▶ _Assignment_: Repeat the records below line by line, exactly, finishing on the line that contains "Sample: <point>782,1147</point>".
....................
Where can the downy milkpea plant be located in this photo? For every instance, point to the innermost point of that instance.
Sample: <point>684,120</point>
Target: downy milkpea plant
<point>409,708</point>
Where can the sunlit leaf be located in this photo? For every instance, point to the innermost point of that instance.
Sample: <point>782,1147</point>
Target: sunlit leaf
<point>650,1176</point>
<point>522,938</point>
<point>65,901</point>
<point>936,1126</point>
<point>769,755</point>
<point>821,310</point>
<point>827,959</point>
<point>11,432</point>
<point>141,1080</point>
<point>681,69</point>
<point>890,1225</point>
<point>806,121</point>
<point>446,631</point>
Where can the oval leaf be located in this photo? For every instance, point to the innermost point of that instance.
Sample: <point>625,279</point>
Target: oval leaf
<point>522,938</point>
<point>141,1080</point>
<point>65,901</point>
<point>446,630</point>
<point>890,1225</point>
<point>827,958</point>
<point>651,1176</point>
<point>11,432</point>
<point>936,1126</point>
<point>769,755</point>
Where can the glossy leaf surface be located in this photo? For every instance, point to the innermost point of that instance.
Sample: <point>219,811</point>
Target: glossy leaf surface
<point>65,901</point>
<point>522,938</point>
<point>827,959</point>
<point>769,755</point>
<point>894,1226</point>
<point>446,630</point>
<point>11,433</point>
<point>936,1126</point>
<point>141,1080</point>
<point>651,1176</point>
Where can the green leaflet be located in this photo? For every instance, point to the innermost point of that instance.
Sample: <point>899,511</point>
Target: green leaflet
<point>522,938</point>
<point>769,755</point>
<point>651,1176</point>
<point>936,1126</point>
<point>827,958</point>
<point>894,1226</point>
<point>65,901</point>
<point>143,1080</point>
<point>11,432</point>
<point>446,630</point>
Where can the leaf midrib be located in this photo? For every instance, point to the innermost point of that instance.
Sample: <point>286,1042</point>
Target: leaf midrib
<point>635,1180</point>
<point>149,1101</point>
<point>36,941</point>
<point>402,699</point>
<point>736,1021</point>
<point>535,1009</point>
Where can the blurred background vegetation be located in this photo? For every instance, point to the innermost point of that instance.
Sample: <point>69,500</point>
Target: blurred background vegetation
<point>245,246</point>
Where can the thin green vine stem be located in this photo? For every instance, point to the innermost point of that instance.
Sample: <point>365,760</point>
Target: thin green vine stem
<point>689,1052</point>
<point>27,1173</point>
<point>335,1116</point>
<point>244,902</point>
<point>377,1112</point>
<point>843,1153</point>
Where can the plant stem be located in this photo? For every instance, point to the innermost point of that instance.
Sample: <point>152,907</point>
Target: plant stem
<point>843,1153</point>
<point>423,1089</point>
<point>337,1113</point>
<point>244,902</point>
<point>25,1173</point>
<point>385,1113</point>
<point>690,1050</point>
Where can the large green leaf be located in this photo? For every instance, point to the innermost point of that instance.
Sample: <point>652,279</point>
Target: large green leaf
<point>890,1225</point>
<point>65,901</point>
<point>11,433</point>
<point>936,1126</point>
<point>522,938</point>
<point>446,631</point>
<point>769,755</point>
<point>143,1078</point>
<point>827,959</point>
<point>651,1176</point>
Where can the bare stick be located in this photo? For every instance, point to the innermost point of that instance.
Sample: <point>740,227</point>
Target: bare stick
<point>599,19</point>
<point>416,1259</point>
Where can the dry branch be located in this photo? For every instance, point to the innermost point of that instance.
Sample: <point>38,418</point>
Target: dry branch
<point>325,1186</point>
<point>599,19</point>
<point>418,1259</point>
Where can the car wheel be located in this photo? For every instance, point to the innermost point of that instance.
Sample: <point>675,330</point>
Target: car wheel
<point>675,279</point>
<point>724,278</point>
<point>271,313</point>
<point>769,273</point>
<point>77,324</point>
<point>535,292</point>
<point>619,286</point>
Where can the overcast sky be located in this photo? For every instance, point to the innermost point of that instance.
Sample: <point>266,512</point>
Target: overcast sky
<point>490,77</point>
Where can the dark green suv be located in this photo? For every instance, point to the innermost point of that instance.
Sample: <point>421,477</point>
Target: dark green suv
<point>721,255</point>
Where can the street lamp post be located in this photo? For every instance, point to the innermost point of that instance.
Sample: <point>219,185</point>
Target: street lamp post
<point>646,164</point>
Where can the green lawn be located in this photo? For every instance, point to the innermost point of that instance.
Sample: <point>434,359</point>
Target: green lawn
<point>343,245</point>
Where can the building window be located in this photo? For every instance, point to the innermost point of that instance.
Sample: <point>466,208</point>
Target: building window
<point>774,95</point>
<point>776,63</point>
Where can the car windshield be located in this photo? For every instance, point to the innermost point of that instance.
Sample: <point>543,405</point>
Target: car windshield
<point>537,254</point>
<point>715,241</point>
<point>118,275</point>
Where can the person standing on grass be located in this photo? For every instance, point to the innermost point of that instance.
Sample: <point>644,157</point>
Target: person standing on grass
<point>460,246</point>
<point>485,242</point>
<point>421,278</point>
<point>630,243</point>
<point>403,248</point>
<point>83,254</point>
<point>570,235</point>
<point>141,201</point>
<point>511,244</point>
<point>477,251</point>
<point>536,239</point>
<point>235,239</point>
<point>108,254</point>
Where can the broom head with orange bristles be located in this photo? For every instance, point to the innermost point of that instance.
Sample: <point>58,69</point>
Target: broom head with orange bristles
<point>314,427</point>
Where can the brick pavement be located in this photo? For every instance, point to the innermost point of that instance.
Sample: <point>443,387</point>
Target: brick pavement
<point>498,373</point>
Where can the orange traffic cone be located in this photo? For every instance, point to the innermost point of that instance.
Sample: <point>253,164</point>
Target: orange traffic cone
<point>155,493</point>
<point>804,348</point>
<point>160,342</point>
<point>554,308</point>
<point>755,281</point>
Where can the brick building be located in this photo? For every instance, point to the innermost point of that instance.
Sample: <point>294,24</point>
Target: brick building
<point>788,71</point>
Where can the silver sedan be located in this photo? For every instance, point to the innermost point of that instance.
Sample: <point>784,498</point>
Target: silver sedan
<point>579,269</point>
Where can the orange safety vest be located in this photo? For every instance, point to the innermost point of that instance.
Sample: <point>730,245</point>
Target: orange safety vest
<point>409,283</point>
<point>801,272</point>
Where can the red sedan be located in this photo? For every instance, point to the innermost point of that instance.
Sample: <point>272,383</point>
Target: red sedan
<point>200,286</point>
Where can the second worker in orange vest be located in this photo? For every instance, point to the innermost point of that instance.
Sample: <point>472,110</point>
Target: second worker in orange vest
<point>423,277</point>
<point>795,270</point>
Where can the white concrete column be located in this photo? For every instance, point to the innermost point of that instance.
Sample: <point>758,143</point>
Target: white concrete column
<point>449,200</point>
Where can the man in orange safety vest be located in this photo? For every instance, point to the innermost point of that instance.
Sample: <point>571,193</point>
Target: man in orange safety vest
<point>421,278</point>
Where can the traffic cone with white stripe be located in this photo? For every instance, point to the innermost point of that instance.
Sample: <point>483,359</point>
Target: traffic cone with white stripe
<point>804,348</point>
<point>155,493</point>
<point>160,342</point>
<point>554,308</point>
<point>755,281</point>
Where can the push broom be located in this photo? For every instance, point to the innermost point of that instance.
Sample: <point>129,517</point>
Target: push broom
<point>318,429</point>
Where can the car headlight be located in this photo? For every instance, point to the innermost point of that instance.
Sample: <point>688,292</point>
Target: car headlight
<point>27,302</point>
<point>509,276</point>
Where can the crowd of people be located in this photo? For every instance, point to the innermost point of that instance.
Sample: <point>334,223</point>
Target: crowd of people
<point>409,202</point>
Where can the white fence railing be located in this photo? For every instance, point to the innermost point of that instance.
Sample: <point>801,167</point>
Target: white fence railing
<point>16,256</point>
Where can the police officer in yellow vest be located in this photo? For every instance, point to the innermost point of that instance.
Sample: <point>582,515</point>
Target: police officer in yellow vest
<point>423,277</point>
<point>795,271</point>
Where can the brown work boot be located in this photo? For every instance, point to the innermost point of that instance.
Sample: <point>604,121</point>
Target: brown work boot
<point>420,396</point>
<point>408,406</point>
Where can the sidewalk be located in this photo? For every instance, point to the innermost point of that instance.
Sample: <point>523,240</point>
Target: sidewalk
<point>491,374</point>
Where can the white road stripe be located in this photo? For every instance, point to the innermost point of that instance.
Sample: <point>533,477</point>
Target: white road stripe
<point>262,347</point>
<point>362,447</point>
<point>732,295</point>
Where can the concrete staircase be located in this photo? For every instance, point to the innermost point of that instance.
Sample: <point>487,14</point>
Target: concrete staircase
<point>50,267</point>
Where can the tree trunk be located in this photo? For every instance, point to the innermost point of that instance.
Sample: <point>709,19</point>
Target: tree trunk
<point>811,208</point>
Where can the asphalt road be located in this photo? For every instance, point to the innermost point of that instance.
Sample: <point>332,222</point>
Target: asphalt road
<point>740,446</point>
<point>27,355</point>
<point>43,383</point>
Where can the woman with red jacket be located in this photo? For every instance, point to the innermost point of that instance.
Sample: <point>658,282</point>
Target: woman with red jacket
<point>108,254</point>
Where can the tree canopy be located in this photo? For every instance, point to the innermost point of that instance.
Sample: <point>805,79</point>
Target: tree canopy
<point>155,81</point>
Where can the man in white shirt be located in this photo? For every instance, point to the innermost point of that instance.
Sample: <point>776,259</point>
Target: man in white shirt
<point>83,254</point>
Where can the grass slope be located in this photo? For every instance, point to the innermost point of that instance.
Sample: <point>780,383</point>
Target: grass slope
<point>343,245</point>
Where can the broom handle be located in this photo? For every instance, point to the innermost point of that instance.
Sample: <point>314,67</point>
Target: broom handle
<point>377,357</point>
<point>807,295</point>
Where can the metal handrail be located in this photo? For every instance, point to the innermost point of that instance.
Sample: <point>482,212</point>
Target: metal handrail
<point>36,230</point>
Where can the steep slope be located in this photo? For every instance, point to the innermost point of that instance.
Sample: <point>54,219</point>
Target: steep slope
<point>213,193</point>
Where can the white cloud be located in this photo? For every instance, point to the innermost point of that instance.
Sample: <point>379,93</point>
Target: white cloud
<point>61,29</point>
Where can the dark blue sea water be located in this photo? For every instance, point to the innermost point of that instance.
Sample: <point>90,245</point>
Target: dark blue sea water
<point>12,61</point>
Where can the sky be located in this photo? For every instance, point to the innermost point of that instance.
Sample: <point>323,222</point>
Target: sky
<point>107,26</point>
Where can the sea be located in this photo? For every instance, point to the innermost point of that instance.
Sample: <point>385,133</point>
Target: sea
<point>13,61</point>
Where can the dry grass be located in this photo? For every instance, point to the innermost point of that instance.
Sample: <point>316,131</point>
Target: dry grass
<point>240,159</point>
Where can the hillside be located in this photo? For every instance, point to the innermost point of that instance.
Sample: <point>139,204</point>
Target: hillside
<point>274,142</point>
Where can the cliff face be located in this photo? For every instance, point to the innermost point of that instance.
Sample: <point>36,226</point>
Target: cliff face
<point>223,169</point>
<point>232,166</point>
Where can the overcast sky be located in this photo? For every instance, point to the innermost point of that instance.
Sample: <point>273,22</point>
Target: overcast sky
....................
▶ _Answer space_:
Where can the downy milkpea plant be located in this photo? For every instance, point to the innermost point of that instance.
Sample: <point>684,120</point>
Target: downy milkpea plant
<point>409,708</point>
Where can the sunlit leaf be located in this photo? For every instance, point to the innermost point of that instance.
Sample: <point>782,1147</point>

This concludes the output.